◆ **The exercise**
Replace "power line" with "utility cable" in the lines running from the one containing "Please locate the power" through the end of the listing, inclusive. Reproduce only those lines, with nothing else altered.

(Location annotation dataset excerpts)

■ ■ ■ ■

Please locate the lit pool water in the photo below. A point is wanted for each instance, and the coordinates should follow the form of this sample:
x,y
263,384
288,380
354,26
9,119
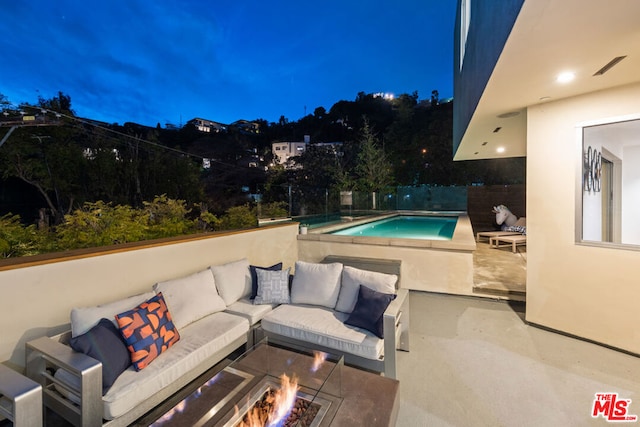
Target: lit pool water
x,y
405,227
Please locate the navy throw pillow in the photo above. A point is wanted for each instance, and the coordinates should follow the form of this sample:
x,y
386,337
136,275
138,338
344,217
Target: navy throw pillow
x,y
104,343
254,276
369,310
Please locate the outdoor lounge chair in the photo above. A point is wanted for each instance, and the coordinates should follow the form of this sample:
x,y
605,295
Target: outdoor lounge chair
x,y
490,234
520,239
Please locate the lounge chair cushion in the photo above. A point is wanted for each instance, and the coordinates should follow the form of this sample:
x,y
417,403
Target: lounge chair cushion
x,y
323,327
191,298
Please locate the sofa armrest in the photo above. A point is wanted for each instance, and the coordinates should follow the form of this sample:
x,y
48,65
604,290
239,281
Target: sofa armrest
x,y
79,400
396,330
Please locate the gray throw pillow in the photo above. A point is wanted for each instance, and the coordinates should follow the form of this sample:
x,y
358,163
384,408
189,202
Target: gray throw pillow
x,y
273,287
369,310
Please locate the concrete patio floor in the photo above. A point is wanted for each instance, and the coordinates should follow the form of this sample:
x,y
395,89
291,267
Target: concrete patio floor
x,y
475,362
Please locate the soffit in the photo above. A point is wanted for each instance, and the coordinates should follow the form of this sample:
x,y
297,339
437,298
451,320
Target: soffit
x,y
550,37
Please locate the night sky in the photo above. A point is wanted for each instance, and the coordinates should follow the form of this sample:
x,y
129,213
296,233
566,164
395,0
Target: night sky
x,y
170,61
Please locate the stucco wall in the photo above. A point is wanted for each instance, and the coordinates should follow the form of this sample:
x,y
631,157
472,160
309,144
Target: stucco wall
x,y
434,266
591,292
36,301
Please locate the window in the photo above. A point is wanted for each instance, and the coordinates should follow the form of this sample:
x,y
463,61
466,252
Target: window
x,y
610,184
465,20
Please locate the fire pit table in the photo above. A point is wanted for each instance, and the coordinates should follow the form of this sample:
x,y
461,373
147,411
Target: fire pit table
x,y
273,385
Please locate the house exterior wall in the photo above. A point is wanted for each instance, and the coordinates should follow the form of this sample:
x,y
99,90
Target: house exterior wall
x,y
588,291
37,300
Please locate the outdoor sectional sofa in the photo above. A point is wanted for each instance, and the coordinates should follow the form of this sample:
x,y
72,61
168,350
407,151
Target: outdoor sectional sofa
x,y
211,316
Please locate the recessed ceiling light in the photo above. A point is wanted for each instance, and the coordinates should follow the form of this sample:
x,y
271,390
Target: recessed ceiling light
x,y
565,77
509,114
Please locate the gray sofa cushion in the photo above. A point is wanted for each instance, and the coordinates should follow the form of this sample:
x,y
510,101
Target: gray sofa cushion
x,y
324,327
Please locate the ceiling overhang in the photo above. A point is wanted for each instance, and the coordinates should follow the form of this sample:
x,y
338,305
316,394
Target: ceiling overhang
x,y
550,37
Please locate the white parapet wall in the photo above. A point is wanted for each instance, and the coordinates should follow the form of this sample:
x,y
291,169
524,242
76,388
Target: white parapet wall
x,y
37,296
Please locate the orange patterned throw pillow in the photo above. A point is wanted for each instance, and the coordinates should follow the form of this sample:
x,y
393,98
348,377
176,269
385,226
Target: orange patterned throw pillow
x,y
148,331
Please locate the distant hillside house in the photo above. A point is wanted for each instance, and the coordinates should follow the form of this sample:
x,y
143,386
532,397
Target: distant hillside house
x,y
204,125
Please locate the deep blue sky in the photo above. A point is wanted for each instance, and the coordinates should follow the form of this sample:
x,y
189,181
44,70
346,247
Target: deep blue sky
x,y
167,61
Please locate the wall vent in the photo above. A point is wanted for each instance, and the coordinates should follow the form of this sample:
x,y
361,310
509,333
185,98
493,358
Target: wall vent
x,y
609,65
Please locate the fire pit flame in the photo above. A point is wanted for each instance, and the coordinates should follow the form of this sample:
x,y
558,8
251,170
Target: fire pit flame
x,y
281,401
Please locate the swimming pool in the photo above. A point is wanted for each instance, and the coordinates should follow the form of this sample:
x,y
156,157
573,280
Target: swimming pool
x,y
405,227
432,264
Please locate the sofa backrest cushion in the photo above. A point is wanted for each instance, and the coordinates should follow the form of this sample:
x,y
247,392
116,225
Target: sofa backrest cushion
x,y
191,297
85,318
254,276
233,280
273,287
316,284
148,330
352,278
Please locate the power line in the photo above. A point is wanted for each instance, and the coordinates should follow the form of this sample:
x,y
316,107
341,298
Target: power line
x,y
122,134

■ ■ ■ ■

◆ **Response for this exercise**
Please locate the utility cable in the photo above. A point is wanted for each instance, and the coordinates should follow the form of this sample:
x,y
316,107
341,298
Target: utility cable
x,y
122,134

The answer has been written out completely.